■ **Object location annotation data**
● ● ● ● ● ● ●
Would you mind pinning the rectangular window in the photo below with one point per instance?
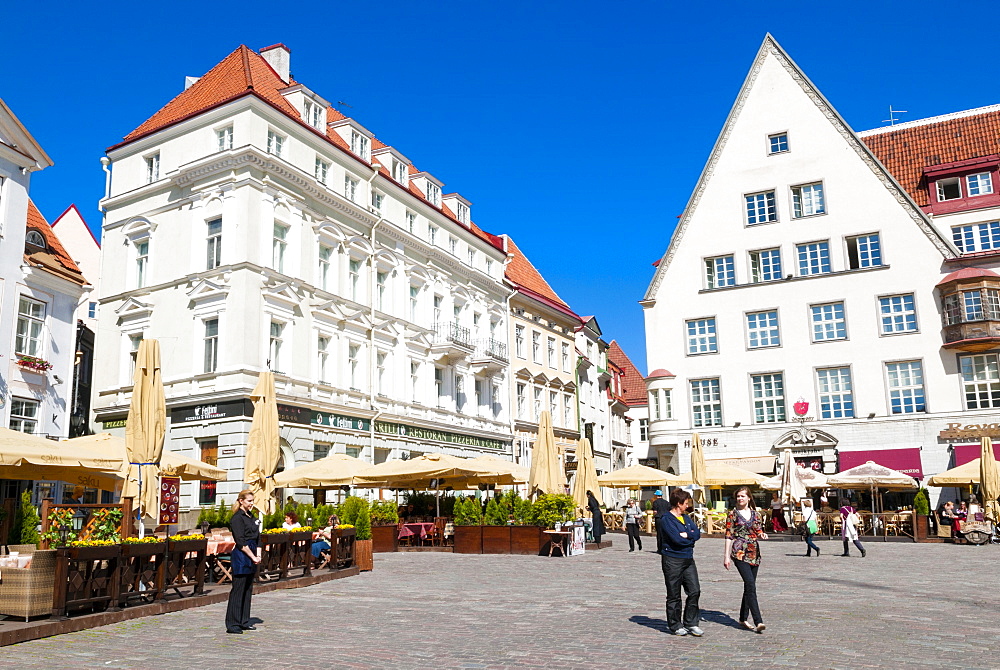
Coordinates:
(23, 415)
(976, 237)
(275, 143)
(706, 402)
(979, 184)
(211, 345)
(322, 356)
(274, 347)
(141, 263)
(761, 208)
(720, 271)
(30, 327)
(702, 337)
(864, 251)
(828, 322)
(321, 170)
(762, 329)
(323, 269)
(777, 143)
(350, 188)
(814, 258)
(279, 244)
(949, 189)
(897, 314)
(152, 168)
(807, 200)
(214, 245)
(980, 381)
(765, 265)
(906, 387)
(836, 395)
(224, 138)
(768, 397)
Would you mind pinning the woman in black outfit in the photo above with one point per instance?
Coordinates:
(245, 558)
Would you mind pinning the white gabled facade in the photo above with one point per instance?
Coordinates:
(242, 238)
(850, 323)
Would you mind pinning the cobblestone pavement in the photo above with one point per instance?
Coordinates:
(904, 606)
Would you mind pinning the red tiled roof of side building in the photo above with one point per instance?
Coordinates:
(521, 272)
(55, 259)
(633, 385)
(907, 151)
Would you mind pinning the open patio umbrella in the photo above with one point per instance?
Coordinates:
(263, 444)
(989, 481)
(331, 472)
(637, 476)
(26, 456)
(586, 474)
(144, 431)
(698, 479)
(547, 474)
(171, 464)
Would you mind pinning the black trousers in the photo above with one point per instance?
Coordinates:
(681, 573)
(238, 611)
(749, 605)
(633, 536)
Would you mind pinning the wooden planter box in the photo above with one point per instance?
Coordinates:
(468, 540)
(141, 565)
(85, 577)
(496, 539)
(385, 538)
(526, 540)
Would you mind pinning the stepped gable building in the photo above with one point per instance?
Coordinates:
(829, 291)
(250, 225)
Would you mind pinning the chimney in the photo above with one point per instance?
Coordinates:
(278, 57)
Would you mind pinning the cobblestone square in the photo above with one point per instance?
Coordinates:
(904, 606)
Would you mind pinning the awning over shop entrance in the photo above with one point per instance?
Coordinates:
(969, 452)
(906, 461)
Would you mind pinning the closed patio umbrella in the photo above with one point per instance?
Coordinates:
(25, 456)
(263, 444)
(586, 474)
(145, 429)
(547, 474)
(989, 481)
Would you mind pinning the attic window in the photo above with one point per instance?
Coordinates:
(35, 239)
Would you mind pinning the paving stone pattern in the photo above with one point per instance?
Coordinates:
(904, 606)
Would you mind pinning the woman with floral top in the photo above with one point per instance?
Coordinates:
(743, 530)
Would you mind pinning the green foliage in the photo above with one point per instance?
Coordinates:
(363, 523)
(384, 513)
(549, 509)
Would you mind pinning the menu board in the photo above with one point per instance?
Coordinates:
(170, 496)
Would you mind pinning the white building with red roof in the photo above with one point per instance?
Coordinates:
(852, 272)
(250, 225)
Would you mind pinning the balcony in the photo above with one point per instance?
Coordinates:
(451, 341)
(490, 355)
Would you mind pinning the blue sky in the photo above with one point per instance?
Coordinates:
(579, 128)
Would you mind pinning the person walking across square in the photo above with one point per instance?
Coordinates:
(680, 532)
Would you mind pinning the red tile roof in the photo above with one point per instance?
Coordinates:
(633, 386)
(523, 274)
(919, 144)
(54, 259)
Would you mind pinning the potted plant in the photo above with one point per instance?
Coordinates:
(468, 526)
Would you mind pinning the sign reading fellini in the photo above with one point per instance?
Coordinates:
(970, 431)
(328, 420)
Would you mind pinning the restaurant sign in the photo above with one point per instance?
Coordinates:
(974, 431)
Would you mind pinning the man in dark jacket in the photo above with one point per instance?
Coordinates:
(660, 507)
(680, 532)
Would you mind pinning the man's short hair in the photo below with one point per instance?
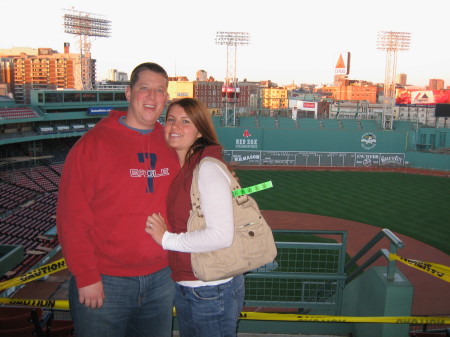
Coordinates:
(156, 68)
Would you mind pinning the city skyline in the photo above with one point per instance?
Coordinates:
(290, 42)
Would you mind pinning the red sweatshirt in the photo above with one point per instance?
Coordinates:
(113, 178)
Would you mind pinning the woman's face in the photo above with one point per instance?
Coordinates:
(179, 130)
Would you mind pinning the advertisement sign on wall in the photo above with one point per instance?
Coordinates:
(421, 97)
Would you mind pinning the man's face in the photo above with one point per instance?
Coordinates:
(146, 100)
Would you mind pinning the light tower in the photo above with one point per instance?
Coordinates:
(85, 25)
(391, 42)
(230, 89)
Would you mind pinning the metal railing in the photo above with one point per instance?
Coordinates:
(395, 244)
(305, 275)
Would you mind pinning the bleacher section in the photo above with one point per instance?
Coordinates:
(369, 124)
(17, 113)
(330, 124)
(349, 124)
(27, 212)
(308, 123)
(247, 122)
(286, 123)
(403, 125)
(266, 122)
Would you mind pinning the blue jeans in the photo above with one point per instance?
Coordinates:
(210, 311)
(133, 307)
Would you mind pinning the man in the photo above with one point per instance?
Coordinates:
(114, 177)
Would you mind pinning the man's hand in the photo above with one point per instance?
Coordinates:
(92, 295)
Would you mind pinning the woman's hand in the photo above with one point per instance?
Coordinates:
(156, 227)
(92, 296)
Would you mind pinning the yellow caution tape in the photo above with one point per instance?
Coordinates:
(331, 319)
(54, 304)
(438, 270)
(35, 274)
(64, 305)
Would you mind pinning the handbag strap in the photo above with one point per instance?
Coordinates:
(195, 194)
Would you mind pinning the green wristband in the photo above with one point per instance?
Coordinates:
(252, 189)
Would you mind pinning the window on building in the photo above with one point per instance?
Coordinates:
(423, 138)
(88, 97)
(442, 136)
(72, 97)
(105, 96)
(53, 97)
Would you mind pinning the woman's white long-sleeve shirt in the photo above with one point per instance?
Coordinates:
(216, 204)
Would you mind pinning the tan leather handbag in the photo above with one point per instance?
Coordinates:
(253, 245)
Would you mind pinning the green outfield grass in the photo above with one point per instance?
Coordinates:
(414, 205)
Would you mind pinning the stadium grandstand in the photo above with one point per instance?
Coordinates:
(34, 142)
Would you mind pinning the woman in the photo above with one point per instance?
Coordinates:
(204, 309)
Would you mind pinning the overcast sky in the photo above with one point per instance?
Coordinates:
(290, 40)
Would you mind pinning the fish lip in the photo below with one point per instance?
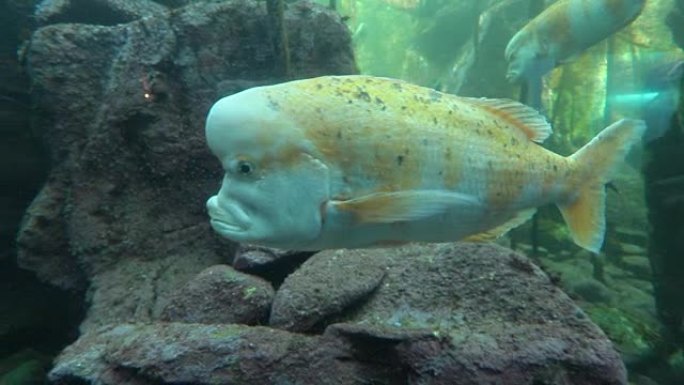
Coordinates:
(512, 76)
(223, 227)
(228, 219)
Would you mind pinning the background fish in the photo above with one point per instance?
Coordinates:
(359, 161)
(563, 31)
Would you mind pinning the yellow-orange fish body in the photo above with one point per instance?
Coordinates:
(359, 161)
(564, 30)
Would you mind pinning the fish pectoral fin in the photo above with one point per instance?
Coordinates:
(524, 120)
(494, 233)
(403, 206)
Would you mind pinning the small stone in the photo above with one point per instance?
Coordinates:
(220, 295)
(322, 287)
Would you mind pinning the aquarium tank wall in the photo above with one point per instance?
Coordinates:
(115, 269)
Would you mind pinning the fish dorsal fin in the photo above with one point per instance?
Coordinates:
(492, 234)
(526, 119)
(403, 206)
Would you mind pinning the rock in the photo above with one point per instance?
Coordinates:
(121, 108)
(27, 367)
(176, 353)
(590, 290)
(631, 249)
(139, 290)
(220, 295)
(42, 241)
(493, 316)
(102, 12)
(272, 264)
(324, 286)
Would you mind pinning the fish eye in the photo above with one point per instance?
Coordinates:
(244, 167)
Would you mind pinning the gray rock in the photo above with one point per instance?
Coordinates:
(324, 286)
(274, 263)
(138, 290)
(220, 295)
(105, 12)
(42, 241)
(493, 315)
(590, 290)
(208, 354)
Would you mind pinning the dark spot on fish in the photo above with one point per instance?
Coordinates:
(363, 95)
(273, 104)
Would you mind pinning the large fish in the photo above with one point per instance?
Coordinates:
(359, 161)
(564, 30)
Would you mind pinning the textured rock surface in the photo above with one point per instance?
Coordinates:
(500, 315)
(443, 314)
(324, 286)
(221, 295)
(208, 354)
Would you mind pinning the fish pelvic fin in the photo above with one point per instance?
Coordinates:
(492, 234)
(527, 121)
(403, 206)
(595, 165)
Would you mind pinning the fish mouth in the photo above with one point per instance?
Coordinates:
(513, 76)
(227, 219)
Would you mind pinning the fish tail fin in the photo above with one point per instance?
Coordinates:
(595, 165)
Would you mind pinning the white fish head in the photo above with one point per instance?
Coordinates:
(527, 58)
(273, 188)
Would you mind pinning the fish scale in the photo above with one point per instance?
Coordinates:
(361, 161)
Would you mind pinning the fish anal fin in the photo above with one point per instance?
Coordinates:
(402, 206)
(494, 233)
(528, 121)
(585, 217)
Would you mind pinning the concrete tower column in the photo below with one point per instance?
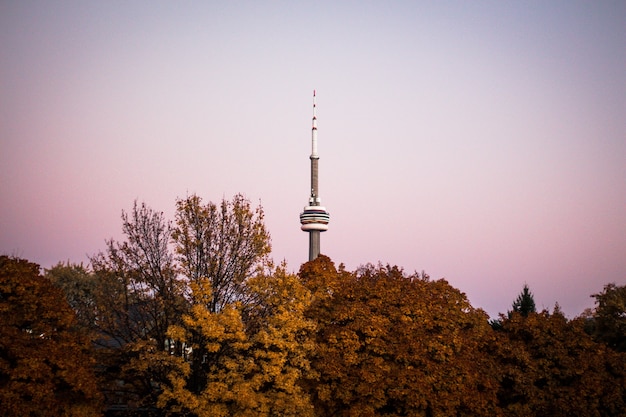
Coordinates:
(314, 219)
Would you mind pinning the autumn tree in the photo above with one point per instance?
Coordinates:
(222, 243)
(550, 366)
(389, 343)
(46, 367)
(255, 353)
(218, 248)
(138, 296)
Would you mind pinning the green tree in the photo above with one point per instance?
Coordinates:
(255, 353)
(395, 344)
(79, 286)
(138, 296)
(219, 248)
(46, 367)
(609, 317)
(524, 304)
(224, 243)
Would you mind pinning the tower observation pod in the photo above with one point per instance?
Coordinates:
(314, 219)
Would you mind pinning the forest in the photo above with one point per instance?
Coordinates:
(192, 317)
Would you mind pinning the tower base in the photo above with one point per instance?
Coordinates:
(314, 244)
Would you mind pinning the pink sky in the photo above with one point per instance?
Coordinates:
(482, 142)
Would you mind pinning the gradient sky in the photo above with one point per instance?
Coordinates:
(483, 142)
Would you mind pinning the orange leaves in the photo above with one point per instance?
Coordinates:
(45, 363)
(383, 339)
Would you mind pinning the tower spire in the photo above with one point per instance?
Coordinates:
(314, 219)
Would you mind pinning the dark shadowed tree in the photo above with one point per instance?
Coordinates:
(79, 286)
(549, 366)
(46, 367)
(219, 248)
(609, 317)
(138, 296)
(525, 303)
(395, 344)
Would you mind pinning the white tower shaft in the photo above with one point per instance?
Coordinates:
(314, 219)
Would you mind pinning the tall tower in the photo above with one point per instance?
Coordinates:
(314, 219)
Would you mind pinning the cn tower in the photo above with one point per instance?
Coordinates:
(314, 219)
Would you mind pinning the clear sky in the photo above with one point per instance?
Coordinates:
(483, 142)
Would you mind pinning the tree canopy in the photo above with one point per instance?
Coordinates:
(46, 367)
(193, 318)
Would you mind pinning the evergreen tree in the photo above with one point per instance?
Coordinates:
(525, 303)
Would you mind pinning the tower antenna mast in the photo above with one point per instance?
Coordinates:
(314, 219)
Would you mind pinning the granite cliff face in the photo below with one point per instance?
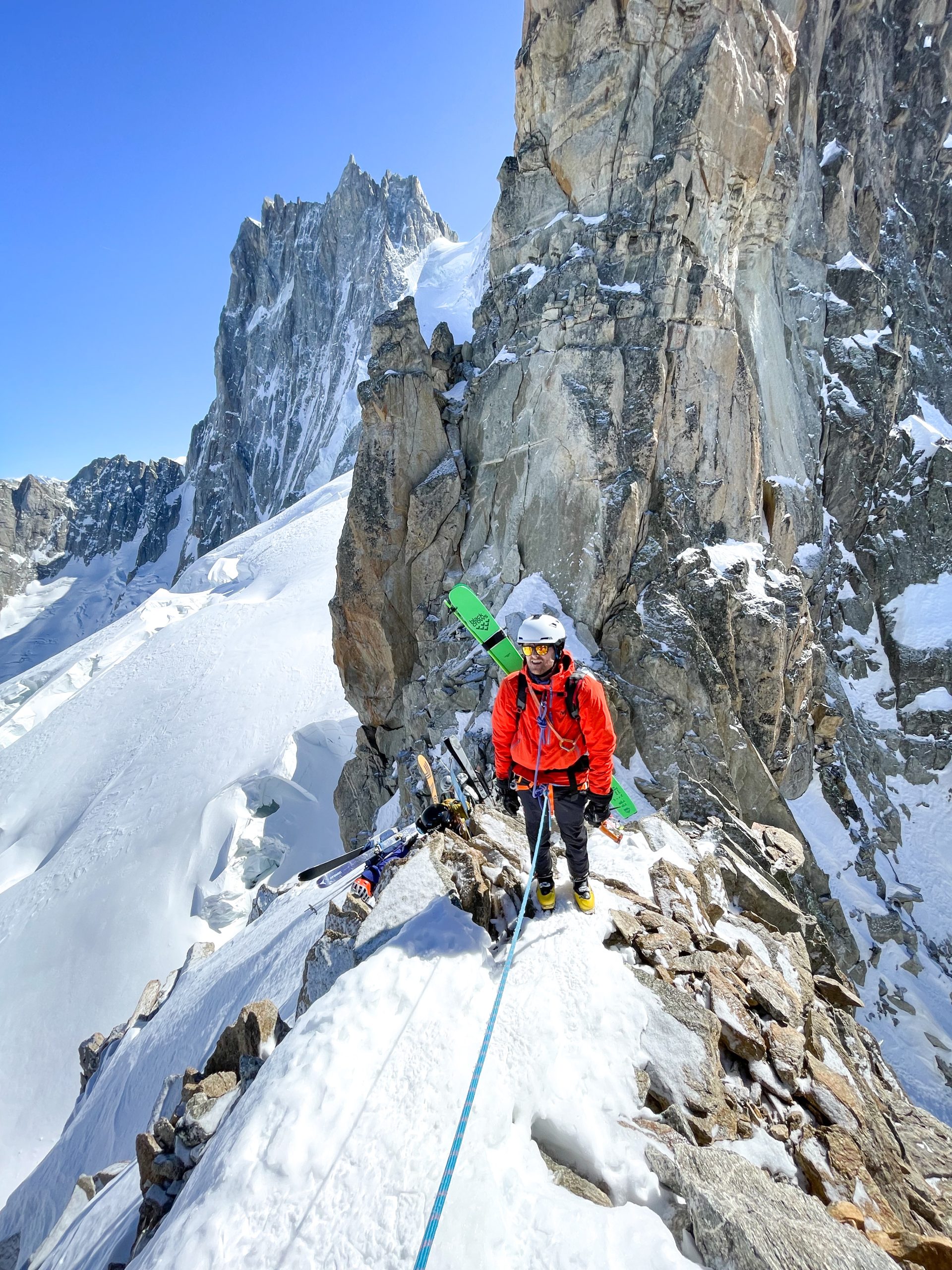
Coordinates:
(35, 521)
(705, 402)
(76, 554)
(294, 341)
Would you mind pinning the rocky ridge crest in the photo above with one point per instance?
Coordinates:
(704, 402)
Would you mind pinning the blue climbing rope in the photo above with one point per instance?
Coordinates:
(541, 794)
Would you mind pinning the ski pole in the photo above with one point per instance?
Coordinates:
(431, 1232)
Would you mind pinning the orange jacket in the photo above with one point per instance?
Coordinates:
(516, 740)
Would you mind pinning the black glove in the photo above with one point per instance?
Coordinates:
(434, 817)
(597, 808)
(508, 797)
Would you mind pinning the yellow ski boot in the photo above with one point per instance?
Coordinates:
(545, 894)
(584, 897)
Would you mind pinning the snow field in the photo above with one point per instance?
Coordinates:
(51, 616)
(338, 1150)
(134, 790)
(447, 281)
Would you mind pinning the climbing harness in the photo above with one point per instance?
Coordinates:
(541, 794)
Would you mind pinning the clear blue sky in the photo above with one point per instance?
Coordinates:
(135, 137)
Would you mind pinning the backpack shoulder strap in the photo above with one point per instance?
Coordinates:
(520, 695)
(572, 690)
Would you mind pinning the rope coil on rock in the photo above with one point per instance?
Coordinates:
(540, 793)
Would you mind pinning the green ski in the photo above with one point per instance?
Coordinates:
(484, 628)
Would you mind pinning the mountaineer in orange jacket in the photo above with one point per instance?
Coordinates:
(570, 754)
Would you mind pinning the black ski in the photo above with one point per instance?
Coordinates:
(379, 842)
(476, 779)
(320, 870)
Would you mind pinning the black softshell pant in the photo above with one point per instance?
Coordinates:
(572, 825)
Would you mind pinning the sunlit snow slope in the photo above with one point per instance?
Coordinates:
(334, 1155)
(130, 770)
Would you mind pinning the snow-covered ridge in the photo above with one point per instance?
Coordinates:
(134, 766)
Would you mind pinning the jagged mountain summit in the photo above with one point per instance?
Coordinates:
(706, 405)
(702, 420)
(75, 556)
(295, 337)
(294, 342)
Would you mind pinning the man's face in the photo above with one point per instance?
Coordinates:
(541, 665)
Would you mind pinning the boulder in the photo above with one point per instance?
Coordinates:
(787, 1048)
(10, 1251)
(164, 1133)
(110, 1174)
(739, 1029)
(146, 1150)
(681, 1042)
(754, 892)
(838, 992)
(783, 851)
(91, 1053)
(565, 1176)
(257, 1030)
(167, 1167)
(626, 924)
(833, 1096)
(714, 894)
(662, 935)
(327, 960)
(678, 894)
(933, 1251)
(772, 992)
(742, 1219)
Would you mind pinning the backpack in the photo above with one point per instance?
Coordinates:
(572, 706)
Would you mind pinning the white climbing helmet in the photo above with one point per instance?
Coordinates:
(541, 629)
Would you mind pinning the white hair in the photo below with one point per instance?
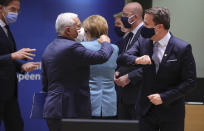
● ● ● ● ● ● ●
■ **Stated goal**
Quote the data word for word from the line containing "Would you mind pinning the clear sky" through the line containing "(431, 1232)", keeping both of those lines. Omit the pictures.

■ **Expected output**
Would you mind pinning the clear sky in the photo above with one point per instance?
Coordinates:
(483, 142)
Would you mind pinning the tree canopy in the photo above with one point per instance?
Coordinates:
(46, 367)
(193, 318)
Would you mind pinning the evergreen tree in the photo above with one point per instance?
Coordinates:
(525, 303)
Would you mind pinning the tower antenna mast in the photo above with one point per instance?
Coordinates:
(314, 219)
Would you mind pinning the granite cliff face in the photo below with one point per instance?
Coordinates:
(35, 521)
(705, 402)
(76, 554)
(294, 341)
Would you mind pinning the rocky ridge crest in the photo above with one point per instance?
Coordinates:
(704, 402)
Would you mind pinning the blue climbing rope in the photo above with one point per instance?
Coordinates:
(541, 794)
Would you mind pinning the ski pole in the photo above with one point per instance?
Coordinates:
(431, 1232)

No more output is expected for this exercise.